→ **COSA FARE**:
1) Stabilisci se queste affermazioni concordano con il testo sulle Olimpiadi: per ognuna rispondi sì o no e riporta tra virgolette le parole del testo che lo provano. (a) L'autore segue il calcio con passione. (b) Torino ha ospitato un'edizione invernale delle Olimpiadi. (c) Secondo il testo, la Scherma parla inglese.
2) Scrivi il seguito del testo sulle Olimpiadi, partendo subito dopo l'ultima frase.

→ **TESTO CITATO**:
-------

Musica olimpica

Publish date 22-10-2013

by Mauro Tabasso

di Mauro Tabasso - Dove c'è musica, c'è vita.  (NP Settembre 2012)

LVD

Per me che non seguo il calcio e so a malapena che differenza passa tra un fallo laterale e un corner, quest'estate è stata veramente interessante dal punto di vista sportivo.
Merito delle Olimpiadi che alcuni anni fa ho potuto seguire anch'io da un palco molto speciale: la mia città, Torino, che ha ospitato questo evento nella sua release invernale. Tre settimane di un'atmosfera così bella che non si era mai vista prima. Immagino che qualcosa del genere sia accaduto anche a Londra. I grandi eventi sportivi internazionali, fatte le dovute deprecabili eccezioni (Monaco 1972, Mosca 1980...) uniscono i popoli e ne esaltano il dialogo e il confronto. Esattamente l'opposto di ciò che in genere fanno i rispettivi campionati nazionali, che invece di unire spesso seminano odio, polemiche, violenza.
Alle Olimpiadi ogni sport, ogni disciplina ha il suo protocollo e il suo linguaggio. Il Dressage e la Scherma parlano francese, l'Atletica emolti altri sport parlano inglese, e quasi tutti hanno un loro linguaggio tecnico specifico. E poi c'è il linguaggio dei simboli.

-------

→ **DATI FORNITI**:

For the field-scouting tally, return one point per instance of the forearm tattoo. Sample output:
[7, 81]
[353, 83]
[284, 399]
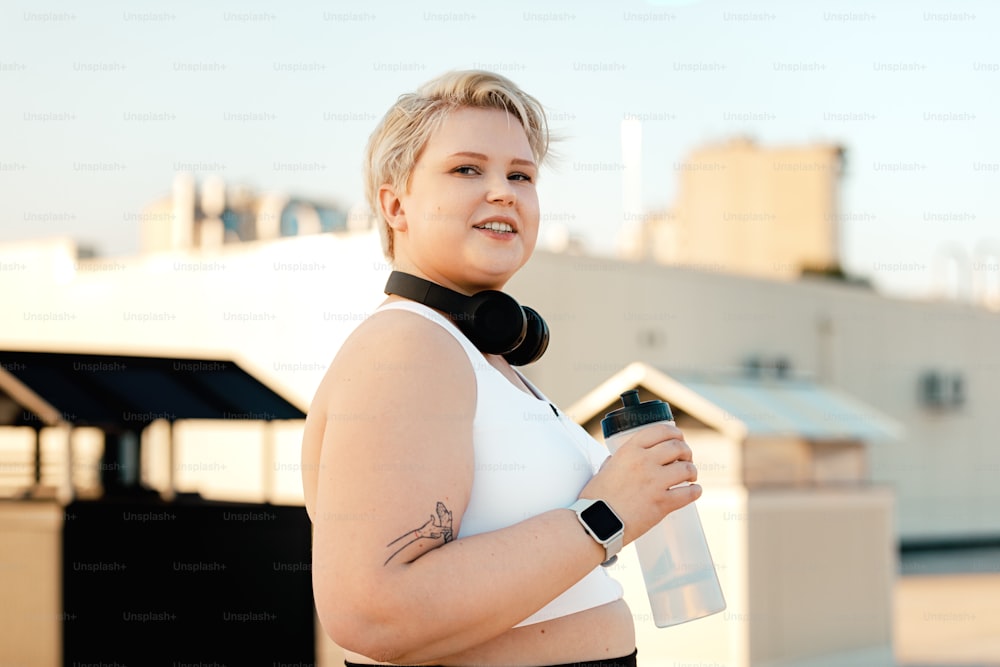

-------

→ **RISPOSTE**:
1)
(a) No: «Per me che non seguo il calcio e so a malapena che differenza passa tra un fallo laterale e un corner».
(b) Sì: «la mia città, Torino, che ha ospitato questo evento nella sua release invernale».
(c) No: «Il Dressage e la Scherma parlano francese».

2)
Dagli anelli al braciere olimpico, dalle bandiere (Grecia in testa) alle cerimonie, dalle sfilate agli striscioni, e po i colori, gli inni nazionali. Questi ultimi rappresentano probabilmente il linguaggio più immediato, il più fruibile, forse non l'unico ma certamente il vero linguaggio universale, comprensibile proprio a tutti perché percepito non attraverso la grammatica ma attraverso il cuore, le emozioni: il linguaggio dei suoni, la musica.
Pensate all' "Inno alla Gioia" di Beethoven. Che sentimento vi ispira ? A me gioia, fiducia, fratellanza, speranza. Eppure non ricordo neanche cosa dice di preciso il testo, anche se a suo tempo l'ho studiato, ma è un dettaglio perché è la musica a suscitare in me questi sentimenti.
Pensate ora a "Born in the USA" di Bruce Spreengsteen. A parte il titolo (lo capisco anch'io che non mastico più di tre parole di inglese), il resto del testo non ho veramente la più pallida idea di cosa vada dicendo. Potrebbe pure trattarsi della ricetta per le uova al paletto messa in musica da un cuoco del Wyoming, ma ciò non cambierebbe la sensazione di forza, di potenza, di autostima che quel brano mi trasmette.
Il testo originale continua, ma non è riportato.